領域ラベル付けの行:
============================================================

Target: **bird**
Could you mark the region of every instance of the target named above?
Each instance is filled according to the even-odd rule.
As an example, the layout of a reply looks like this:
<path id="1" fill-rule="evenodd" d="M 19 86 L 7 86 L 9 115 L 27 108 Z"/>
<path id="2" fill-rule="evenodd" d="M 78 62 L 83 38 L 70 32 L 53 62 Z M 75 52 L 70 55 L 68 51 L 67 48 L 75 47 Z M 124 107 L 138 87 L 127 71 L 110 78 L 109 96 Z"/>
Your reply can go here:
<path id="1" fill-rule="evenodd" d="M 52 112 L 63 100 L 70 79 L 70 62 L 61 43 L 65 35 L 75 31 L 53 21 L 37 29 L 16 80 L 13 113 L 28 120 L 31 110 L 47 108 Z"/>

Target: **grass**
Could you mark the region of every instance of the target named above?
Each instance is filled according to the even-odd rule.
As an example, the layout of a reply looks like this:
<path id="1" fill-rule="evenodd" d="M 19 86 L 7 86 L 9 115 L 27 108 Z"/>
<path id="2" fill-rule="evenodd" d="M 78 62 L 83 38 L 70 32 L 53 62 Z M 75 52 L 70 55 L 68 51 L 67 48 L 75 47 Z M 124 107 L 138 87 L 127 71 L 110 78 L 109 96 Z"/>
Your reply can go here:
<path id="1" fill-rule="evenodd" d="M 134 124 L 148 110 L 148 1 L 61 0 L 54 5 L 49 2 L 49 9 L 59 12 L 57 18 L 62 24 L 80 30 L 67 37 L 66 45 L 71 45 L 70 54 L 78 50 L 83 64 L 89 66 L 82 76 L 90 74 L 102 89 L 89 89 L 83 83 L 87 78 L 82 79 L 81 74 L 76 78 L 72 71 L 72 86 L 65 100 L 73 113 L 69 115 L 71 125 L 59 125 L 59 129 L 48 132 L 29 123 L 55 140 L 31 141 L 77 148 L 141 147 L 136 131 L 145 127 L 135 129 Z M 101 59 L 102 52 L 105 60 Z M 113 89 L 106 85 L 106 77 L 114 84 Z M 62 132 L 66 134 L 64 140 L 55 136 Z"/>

============================================================

上に示した行をすべて、一字一句変えずに引用しなさい。

この問題の解答:
Target: **bird**
Could you mark the region of every instance of the target named above?
Each instance is filled according to the even-odd rule.
As an example, the layout of a reply looks like this:
<path id="1" fill-rule="evenodd" d="M 19 86 L 7 86 L 9 115 L 27 108 Z"/>
<path id="2" fill-rule="evenodd" d="M 78 62 L 83 38 L 70 32 L 53 62 Z M 75 52 L 70 55 L 68 51 L 67 48 L 75 47 Z M 124 107 L 138 87 L 127 71 L 110 78 L 109 96 Z"/>
Your reply can go here:
<path id="1" fill-rule="evenodd" d="M 52 112 L 63 100 L 70 79 L 70 62 L 61 43 L 65 35 L 75 31 L 53 21 L 37 29 L 16 80 L 13 113 L 28 120 L 31 110 L 47 108 Z"/>

Target: **grass**
Could you mark the region of every instance of the target named above?
Each instance is filled according to the even-odd rule.
As an example, the layout of a reply looks like this:
<path id="1" fill-rule="evenodd" d="M 19 86 L 7 86 L 9 115 L 27 108 Z"/>
<path id="2" fill-rule="evenodd" d="M 78 62 L 83 38 L 70 32 L 53 62 Z M 75 52 L 70 55 L 68 51 L 67 48 L 75 47 Z M 124 107 L 138 87 L 127 71 L 110 78 L 109 96 Z"/>
Your reply can go here:
<path id="1" fill-rule="evenodd" d="M 134 124 L 148 110 L 148 1 L 61 0 L 54 5 L 49 2 L 49 9 L 59 12 L 57 18 L 62 24 L 80 30 L 67 37 L 66 45 L 71 45 L 70 54 L 78 50 L 83 64 L 89 66 L 82 76 L 90 74 L 102 89 L 89 89 L 83 83 L 87 78 L 82 79 L 81 74 L 76 78 L 72 71 L 72 86 L 65 100 L 73 113 L 69 115 L 71 125 L 59 125 L 59 129 L 48 132 L 29 123 L 55 140 L 31 141 L 77 148 L 141 147 L 136 131 L 145 127 L 135 129 Z M 101 59 L 102 52 L 105 60 Z M 113 89 L 106 85 L 106 77 L 114 84 Z M 62 132 L 66 134 L 64 140 L 55 136 Z"/>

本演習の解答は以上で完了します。